Stored entries
Content starts
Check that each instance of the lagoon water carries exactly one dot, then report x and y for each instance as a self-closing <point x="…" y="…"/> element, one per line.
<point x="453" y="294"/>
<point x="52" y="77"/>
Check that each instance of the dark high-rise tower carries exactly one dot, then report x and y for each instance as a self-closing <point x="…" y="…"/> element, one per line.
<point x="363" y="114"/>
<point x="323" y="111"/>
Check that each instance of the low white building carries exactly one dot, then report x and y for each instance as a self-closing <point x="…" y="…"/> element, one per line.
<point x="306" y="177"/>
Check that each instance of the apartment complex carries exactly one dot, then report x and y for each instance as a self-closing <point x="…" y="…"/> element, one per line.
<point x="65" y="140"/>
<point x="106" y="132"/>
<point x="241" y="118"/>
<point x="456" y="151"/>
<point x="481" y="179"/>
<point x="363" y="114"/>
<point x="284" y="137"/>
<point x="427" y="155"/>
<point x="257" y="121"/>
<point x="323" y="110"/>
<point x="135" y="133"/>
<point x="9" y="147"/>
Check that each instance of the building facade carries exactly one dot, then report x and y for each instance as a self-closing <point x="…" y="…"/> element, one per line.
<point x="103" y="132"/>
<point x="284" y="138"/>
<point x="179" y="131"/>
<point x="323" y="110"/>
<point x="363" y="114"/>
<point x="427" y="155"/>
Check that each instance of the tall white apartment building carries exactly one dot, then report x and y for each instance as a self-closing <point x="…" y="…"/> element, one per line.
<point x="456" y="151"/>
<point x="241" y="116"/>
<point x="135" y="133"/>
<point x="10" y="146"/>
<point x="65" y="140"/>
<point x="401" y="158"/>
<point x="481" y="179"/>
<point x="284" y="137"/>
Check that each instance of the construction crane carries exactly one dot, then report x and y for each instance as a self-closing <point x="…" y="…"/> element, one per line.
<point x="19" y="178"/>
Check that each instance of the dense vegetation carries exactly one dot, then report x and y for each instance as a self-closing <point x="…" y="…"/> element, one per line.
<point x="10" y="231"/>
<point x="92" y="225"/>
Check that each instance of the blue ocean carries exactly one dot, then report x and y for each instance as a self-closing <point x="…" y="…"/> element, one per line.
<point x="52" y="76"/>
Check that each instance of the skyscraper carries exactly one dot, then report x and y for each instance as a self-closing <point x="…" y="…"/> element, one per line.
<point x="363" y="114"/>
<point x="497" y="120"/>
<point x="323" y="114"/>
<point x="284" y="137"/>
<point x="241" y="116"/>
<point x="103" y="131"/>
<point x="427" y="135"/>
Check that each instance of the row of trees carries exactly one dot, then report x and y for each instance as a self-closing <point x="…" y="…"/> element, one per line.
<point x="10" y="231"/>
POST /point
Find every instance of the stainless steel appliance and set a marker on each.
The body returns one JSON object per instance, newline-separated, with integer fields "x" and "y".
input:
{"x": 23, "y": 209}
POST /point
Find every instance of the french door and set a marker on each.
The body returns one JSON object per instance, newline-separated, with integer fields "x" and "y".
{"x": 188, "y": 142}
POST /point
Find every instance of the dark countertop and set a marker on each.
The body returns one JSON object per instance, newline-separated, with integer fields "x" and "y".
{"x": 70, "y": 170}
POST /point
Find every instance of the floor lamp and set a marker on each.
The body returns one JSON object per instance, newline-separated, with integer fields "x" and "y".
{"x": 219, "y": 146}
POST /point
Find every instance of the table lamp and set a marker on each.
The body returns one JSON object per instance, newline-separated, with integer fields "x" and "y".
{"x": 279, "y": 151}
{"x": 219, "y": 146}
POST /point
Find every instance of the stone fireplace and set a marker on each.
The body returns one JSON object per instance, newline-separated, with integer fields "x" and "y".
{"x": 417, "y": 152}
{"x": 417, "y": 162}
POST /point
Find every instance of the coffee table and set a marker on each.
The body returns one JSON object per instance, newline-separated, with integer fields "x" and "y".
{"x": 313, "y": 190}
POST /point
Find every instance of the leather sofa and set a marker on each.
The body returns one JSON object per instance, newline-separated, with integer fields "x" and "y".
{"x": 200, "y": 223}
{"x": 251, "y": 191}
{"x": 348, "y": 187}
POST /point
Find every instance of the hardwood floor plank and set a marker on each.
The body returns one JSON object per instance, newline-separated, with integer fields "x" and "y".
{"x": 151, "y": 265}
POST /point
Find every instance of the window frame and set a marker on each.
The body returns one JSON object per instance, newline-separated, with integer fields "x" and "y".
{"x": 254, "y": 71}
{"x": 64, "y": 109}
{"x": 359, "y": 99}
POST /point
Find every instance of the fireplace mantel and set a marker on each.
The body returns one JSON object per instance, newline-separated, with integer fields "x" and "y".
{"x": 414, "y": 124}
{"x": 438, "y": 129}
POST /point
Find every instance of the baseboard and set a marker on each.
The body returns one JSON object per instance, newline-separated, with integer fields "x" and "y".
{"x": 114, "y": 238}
Content ends
# WHAT IS BEING ASKED:
Each and every record above needs writing out exactly.

# RESPONSE TO THIS EXERCISE:
Check that each instance of the lagoon water carries exactly one dot, then report x and y for each instance as a self-closing <point x="…" y="…"/> element, one per line.
<point x="453" y="294"/>
<point x="52" y="77"/>
Check that each instance of the dark high-rise tower carries exactly one dot, then report x and y for each instance as a self-closing <point x="…" y="…"/> element, one per line.
<point x="363" y="114"/>
<point x="323" y="111"/>
Check that each instance of the low white building carries exactly one dot, then report x and y for each instance as a self-closing <point x="…" y="…"/> element, one per line.
<point x="306" y="177"/>
Check that each instance of the apartment complex carries exactly one dot, then report x and y for each instance as a self-closing <point x="…" y="…"/> element, one per line.
<point x="65" y="140"/>
<point x="106" y="132"/>
<point x="241" y="118"/>
<point x="456" y="151"/>
<point x="481" y="179"/>
<point x="363" y="114"/>
<point x="284" y="137"/>
<point x="427" y="155"/>
<point x="257" y="121"/>
<point x="323" y="110"/>
<point x="135" y="133"/>
<point x="9" y="147"/>
Check that each instance of the building facade carries exactly one dot, then report x and y for each instance as a self-closing <point x="…" y="…"/> element, one per line.
<point x="103" y="132"/>
<point x="284" y="138"/>
<point x="179" y="131"/>
<point x="323" y="110"/>
<point x="363" y="114"/>
<point x="427" y="155"/>
Check that each instance of the tall white apartment building carries exactly one dot, then report x and y for each instance as a self-closing <point x="…" y="…"/> element, one per line.
<point x="456" y="151"/>
<point x="241" y="116"/>
<point x="135" y="133"/>
<point x="10" y="146"/>
<point x="65" y="140"/>
<point x="401" y="158"/>
<point x="481" y="179"/>
<point x="284" y="137"/>
Check that each instance of the construction crane carries exactly one dot, then report x and y for each instance as a self-closing <point x="…" y="…"/> element, one per line.
<point x="19" y="178"/>
Check that each instance of the dense vegetation carries exactly one dot, then report x and y for each instance as a self-closing <point x="…" y="…"/> element, one per line.
<point x="10" y="231"/>
<point x="92" y="225"/>
Check that each instance of the blue ocean carries exactly one dot, then report x and y for each instance as a self-closing <point x="…" y="…"/> element, one per line.
<point x="52" y="76"/>
Check that each instance of the skyscraper carries exactly one dot, then report x and y for each instance as a self-closing <point x="…" y="…"/> element, one per line.
<point x="363" y="114"/>
<point x="497" y="120"/>
<point x="323" y="114"/>
<point x="284" y="137"/>
<point x="241" y="116"/>
<point x="103" y="131"/>
<point x="427" y="135"/>
Check that each instance of the row of trees carries exactly one dot, then report x and y for each instance as a self-closing <point x="…" y="…"/> element, one per line.
<point x="10" y="231"/>
POST /point
Find every instance of the stainless steel appliance and set a marker on each.
The body returns one JSON object per instance, newline-separated, with integer fields "x" and "y".
input:
{"x": 23, "y": 209}
POST /point
Find every instance of the french door and set a marker on each.
The body returns one JSON object per instance, newline-separated, with integer fields "x" and "y".
{"x": 188, "y": 142}
POST /point
Find every instance of the dark countertop and set a marker on each.
The body returns one JSON object per instance, newline-separated, with integer fields "x" and "y".
{"x": 70, "y": 170}
POST /point
Find every instance of the floor lamp and set a marker on each.
The body returns one JSON object per instance, newline-separated, with integer fields "x" and "y".
{"x": 219, "y": 146}
POST /point
Find every instance of the table lamp and set a marker on each.
The body returns one JSON object per instance, newline-separated, with integer fields "x" and "y".
{"x": 279, "y": 151}
{"x": 219, "y": 146}
POST /point
Find every instance of the stone fireplace and set a marker on each.
The body returns one JSON object per instance, newline-separated, with integer fields "x" and "y".
{"x": 417, "y": 152}
{"x": 417, "y": 162}
POST /point
Find every instance of the coffee table and set a marker on each.
The body returns one JSON object per instance, newline-separated, with integer fields "x" and "y".
{"x": 313, "y": 190}
POST /point
Find every instance of the leather sofa and set a marker on each.
The body returns one JSON object per instance, newline-separated, with integer fields "x" and "y".
{"x": 200, "y": 223}
{"x": 251, "y": 191}
{"x": 348, "y": 187}
POST /point
Find every instance of the hardwood floor plank and set a marker on each.
The body returns one JSON object per instance, newline-separated, with integer fields "x" and "y".
{"x": 151, "y": 265}
POST /point
Find every instance of the window frame and set a marker on each.
The body returns one JSON object per instance, newline-separated, with integer fields "x" and "y".
{"x": 254, "y": 71}
{"x": 64, "y": 109}
{"x": 359, "y": 99}
POST /point
Find every instance of the fireplace mantel and set a marker on each.
The body returns one JSON object per instance, newline-separated, with integer fields "x" and "y".
{"x": 414, "y": 124}
{"x": 438, "y": 129}
POST /point
Find every instance of the baseboard and set a marker on each.
The body returns one JSON object per instance, newline-separated, with integer fields "x" and "y".
{"x": 114, "y": 238}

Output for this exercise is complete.